Background

Chronic obstructive pulmonary disease (COPD) is a common respiratory disease caused by the interaction of genetic susceptibility with environmental influences, primarily tobacco exposure. COPD is defined as a reduced ratio of post-bronchodilator forced expiratory volume in 1 s (FEV1) to forced vital capacity (FVC) (post-bronchodilator FEV1/FVC < 0.70) [1]. COPD severity is measured by the reduction in post-bronchodilator percent predicted FEV1, i.e., GOLD stages 1–4 (mild, moderate, severe, and very severe COPD) have post-bronchodilator percent predicted FEV1 ≥ 80%, ≥50%, ≥30%, or < 30%, respectively [1].

Twenty-eight genomic loci associated with baseline FEV1/FVC or FEV1 have been identified by meta-analyses of genome-wide association studies (GWAS) in general populations of European descent [2,3,4]. A recent GWAS comparing extremes of high and low baseline FEV1 in subjects of European ancestry from the UK Biobank has identified five loci (KANSL1, HLA-DQ, NPNT, TET2, and TSEN54) in never smokers and RBM19-TBX5 in heavy smokers [5]. HHIP, FAM13A1, CHRNA3, RIN3, MMP12, and TGFB2 have been associated with COPD at genome-wide significant levels [6]. To our knowledge, no GWAS study has been performed on post-bronchodilator FEV1/FVC and FEV1 in smokers, which defines a diagnosis of COPD and determines COPD severity, respectively.

GWAS of post-bronchodilator FEV1/FVC and percent predicted FEV1 were performed in non-Hispanic White smokers (n = 1645, GOLD stage 0–4, smoking≥20 packs/year) from the NHLBI-sponsored SubPopulations and InteRmediate Outcome Measures In COPD Study (SPIROMICS). In addition to evaluating previously reported loci associated with baseline lung function in general populations, we aimed to identify novel genes associated with abnormal post-bronchodilator lung function in smokers enriched for COPD and develop a model to predict lung function using multiple genes and demographic/environmental factors.

TASK DESCRIPTION: Write the next paragraph of the COPD lung-function genetics background, picking up after its final sentence. The items that come after this passage are taken from an unrelated source.

DATA SHOWN:
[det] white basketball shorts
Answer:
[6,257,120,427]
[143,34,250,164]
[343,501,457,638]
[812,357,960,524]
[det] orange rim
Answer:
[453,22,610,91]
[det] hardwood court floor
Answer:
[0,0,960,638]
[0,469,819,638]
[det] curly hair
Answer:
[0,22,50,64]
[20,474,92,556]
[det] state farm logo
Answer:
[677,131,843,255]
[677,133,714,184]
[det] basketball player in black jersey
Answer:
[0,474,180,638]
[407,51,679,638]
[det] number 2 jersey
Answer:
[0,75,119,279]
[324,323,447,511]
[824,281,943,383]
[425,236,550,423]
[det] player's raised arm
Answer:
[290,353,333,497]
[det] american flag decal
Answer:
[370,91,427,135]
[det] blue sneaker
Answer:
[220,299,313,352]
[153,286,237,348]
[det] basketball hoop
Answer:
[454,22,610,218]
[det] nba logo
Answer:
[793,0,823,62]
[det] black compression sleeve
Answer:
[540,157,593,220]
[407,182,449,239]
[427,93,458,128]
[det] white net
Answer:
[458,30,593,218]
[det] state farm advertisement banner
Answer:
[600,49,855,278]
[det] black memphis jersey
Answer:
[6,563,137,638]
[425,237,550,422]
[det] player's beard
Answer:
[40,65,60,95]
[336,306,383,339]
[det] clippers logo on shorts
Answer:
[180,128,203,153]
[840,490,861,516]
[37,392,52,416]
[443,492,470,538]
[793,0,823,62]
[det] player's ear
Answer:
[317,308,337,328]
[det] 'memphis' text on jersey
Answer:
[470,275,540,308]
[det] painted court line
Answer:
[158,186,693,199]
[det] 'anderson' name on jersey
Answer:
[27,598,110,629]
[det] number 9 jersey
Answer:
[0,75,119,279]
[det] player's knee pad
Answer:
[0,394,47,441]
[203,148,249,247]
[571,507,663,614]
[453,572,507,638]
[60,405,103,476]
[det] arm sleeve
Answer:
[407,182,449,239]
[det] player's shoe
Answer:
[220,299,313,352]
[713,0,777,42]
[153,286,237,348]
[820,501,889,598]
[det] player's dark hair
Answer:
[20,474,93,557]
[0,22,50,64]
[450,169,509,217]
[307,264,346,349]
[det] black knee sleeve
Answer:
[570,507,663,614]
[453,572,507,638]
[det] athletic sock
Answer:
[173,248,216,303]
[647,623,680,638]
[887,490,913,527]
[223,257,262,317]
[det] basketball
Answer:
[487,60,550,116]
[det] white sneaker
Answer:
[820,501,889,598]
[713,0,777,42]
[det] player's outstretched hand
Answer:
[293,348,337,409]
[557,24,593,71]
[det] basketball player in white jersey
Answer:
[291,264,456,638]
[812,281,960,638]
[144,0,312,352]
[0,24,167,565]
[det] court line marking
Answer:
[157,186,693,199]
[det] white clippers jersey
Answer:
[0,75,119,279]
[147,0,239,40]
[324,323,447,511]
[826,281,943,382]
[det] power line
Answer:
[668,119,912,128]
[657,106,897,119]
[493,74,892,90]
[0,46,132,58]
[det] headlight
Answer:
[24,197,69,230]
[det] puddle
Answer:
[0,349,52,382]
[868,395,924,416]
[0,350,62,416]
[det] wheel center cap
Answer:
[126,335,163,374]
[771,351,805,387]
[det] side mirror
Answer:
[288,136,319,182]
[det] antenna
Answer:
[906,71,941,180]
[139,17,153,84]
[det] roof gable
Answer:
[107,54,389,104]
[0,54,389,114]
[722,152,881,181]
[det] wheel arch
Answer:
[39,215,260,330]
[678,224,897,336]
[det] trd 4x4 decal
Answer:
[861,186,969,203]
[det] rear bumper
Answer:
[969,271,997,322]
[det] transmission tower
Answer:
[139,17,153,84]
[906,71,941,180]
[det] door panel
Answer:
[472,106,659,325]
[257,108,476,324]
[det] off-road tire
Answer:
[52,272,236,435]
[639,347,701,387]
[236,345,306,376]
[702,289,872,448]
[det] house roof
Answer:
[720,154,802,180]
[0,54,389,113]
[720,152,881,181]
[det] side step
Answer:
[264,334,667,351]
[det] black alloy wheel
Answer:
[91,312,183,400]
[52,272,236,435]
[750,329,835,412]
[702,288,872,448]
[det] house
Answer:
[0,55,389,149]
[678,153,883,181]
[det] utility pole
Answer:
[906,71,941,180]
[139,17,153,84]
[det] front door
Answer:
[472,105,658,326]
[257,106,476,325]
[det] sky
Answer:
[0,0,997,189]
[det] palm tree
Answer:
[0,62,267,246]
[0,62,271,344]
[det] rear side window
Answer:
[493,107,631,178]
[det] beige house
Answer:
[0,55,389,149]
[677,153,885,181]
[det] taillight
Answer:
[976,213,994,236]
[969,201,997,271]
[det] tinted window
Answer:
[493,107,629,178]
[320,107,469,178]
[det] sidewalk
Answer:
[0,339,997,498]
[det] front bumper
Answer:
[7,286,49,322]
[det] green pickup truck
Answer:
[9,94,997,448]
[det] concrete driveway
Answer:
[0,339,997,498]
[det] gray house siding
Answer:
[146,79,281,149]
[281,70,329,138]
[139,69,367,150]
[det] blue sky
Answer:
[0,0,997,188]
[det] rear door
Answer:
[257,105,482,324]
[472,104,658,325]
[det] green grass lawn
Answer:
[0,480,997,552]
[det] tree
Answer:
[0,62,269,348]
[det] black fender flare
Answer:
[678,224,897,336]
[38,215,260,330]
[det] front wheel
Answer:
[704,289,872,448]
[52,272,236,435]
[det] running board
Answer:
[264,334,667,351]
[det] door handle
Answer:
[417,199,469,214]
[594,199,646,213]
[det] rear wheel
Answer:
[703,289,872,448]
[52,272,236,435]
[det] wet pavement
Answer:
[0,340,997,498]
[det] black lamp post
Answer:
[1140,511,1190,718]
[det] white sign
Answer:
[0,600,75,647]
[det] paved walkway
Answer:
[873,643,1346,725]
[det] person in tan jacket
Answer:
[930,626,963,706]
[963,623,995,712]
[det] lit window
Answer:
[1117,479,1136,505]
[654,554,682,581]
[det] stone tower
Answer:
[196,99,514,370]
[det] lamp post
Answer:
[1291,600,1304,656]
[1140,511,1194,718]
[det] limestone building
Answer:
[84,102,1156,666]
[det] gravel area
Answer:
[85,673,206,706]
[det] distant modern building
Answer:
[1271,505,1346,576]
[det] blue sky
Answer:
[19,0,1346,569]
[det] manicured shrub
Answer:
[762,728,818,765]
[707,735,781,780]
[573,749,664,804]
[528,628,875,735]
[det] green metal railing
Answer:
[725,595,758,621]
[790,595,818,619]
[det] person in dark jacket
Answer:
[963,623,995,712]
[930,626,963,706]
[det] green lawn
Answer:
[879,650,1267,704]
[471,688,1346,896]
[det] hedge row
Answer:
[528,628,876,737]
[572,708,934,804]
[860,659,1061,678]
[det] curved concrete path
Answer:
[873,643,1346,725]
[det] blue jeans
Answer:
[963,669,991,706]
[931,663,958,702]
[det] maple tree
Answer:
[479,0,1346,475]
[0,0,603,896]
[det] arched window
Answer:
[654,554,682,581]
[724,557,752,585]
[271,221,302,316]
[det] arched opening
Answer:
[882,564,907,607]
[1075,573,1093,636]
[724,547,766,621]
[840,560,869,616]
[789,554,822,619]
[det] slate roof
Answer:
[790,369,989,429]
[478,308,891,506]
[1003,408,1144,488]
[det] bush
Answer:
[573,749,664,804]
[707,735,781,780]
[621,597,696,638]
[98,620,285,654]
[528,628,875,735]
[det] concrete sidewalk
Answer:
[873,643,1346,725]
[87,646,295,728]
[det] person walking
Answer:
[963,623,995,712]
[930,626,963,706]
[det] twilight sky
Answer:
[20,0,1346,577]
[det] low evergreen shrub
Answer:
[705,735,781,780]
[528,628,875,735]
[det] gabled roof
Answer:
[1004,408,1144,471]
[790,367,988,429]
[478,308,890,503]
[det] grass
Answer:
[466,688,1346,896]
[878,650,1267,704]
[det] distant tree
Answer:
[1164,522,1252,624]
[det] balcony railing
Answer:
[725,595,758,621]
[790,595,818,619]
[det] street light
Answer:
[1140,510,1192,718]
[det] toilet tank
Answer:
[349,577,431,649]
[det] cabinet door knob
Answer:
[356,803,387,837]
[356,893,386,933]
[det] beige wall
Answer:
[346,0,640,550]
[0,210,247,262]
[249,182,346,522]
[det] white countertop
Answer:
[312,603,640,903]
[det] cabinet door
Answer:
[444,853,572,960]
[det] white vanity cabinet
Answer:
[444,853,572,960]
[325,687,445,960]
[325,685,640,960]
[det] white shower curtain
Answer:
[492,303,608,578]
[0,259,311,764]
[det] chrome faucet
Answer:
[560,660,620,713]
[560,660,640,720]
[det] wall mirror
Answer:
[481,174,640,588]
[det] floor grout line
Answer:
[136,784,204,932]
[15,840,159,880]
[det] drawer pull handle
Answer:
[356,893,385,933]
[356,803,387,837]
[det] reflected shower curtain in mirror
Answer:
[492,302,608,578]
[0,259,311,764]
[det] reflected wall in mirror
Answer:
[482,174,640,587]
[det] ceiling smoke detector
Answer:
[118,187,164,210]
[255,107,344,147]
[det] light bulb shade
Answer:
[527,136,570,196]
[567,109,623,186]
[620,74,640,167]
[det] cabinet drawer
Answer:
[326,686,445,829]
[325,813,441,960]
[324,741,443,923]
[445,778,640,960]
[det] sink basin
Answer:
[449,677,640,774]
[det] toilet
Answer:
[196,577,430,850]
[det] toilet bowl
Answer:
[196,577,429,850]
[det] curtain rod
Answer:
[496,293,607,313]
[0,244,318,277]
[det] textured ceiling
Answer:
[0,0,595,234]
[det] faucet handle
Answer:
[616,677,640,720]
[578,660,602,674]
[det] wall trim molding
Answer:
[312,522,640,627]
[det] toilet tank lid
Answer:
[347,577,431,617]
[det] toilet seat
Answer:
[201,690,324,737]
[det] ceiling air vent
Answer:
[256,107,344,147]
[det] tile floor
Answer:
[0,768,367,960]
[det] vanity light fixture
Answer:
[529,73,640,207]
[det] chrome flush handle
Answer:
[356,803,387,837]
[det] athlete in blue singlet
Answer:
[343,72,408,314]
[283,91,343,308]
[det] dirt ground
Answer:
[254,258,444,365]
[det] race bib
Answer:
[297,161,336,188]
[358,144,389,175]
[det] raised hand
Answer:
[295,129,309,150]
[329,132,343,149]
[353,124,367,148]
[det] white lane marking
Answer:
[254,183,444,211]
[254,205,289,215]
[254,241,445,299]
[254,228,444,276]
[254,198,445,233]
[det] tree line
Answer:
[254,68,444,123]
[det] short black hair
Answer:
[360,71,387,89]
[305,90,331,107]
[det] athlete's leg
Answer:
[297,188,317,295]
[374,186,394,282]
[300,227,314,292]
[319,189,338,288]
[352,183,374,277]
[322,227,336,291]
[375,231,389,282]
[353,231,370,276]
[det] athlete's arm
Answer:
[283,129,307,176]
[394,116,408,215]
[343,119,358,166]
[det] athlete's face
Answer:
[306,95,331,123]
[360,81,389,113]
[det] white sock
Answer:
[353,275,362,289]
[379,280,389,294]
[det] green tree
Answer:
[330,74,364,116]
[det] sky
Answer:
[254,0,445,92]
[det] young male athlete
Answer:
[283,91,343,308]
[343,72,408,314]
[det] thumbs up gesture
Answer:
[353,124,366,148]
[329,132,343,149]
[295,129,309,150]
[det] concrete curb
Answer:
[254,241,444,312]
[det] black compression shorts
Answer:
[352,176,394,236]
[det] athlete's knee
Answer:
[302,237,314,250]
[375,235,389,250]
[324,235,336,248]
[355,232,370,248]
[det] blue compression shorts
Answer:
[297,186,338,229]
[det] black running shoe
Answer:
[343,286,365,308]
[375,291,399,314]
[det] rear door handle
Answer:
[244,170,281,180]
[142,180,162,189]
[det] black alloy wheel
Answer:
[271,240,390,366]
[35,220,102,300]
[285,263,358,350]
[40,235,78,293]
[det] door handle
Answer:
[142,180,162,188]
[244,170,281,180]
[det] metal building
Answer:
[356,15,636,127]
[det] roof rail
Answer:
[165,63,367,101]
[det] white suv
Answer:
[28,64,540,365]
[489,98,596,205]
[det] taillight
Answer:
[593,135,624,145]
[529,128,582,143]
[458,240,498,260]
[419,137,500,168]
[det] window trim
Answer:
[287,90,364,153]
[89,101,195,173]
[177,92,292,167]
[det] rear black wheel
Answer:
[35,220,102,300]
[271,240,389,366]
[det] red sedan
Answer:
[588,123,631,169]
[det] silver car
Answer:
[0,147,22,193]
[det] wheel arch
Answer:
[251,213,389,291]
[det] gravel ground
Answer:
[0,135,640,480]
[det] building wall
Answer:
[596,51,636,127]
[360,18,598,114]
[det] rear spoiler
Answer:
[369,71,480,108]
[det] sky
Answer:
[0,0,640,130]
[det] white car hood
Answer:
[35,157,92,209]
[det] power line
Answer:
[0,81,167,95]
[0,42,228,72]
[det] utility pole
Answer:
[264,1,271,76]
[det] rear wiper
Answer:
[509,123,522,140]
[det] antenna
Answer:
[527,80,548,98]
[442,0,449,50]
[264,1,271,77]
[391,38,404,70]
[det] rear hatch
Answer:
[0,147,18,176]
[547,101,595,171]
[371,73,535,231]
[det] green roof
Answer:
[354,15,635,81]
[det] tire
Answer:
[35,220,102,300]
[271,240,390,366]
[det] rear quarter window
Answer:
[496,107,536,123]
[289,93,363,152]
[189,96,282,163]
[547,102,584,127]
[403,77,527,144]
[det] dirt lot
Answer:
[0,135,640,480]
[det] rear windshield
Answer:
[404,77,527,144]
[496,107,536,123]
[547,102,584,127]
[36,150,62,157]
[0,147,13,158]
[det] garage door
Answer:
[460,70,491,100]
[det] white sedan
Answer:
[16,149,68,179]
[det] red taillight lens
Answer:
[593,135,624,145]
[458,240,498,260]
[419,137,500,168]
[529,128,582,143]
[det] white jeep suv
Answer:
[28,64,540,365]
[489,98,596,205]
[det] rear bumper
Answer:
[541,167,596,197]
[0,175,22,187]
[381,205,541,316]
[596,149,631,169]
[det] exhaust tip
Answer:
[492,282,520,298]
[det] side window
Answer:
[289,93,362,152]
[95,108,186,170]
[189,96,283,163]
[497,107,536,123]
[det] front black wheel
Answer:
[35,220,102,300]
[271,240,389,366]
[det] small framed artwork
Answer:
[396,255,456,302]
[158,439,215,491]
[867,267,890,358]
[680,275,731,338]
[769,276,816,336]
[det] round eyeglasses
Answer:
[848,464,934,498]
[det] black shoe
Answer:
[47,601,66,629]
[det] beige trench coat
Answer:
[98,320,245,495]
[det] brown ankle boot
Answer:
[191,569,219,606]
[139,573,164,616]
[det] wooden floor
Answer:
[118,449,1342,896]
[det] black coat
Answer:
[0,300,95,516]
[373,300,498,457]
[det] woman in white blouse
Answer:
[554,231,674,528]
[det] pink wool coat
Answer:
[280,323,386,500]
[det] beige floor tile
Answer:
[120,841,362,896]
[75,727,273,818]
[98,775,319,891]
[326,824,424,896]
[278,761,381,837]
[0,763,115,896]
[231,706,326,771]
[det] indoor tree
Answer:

TASK RESPONSE:
Methods

Study subjects

SPIROMICS is a prospective cohort study that enrolled 2981 participants with the goals of identifying new COPD subgroups and intermediate markers of disease progression [7, 8]. SPIROMICS is a well-characterized longitudinal cohort with comprehensive phenotyping including measurements of lung function and quantitative CT scan. Spirometry was performed before and after four inhalations with 90 μg albuterol and 18 μg ipratropium per inhalation according to ATS recommendations. Non-Hispanic White smokers (ever or current smoking≥20 packs/year) with genotyping information available were included in this analysis. Smokers with COPD were defined as smokers (smoking≥20 packs/year) with post-bronchodilator FEV1/FVC < 0.7 (GOLD stage 1–4) and ‘healthy’ smoking controls were defined as smokers (smoking≥20 packs/year) with post-bronchodilator FEV1/FVC ≥ 0.7 (GOLD stage 0). DNA was isolated using standard protocols, and SNP genotyping performed using Illumina HumanOmniExpressExome BeadChip and BeadStudio (Illumina, Inc., San Diego, CA).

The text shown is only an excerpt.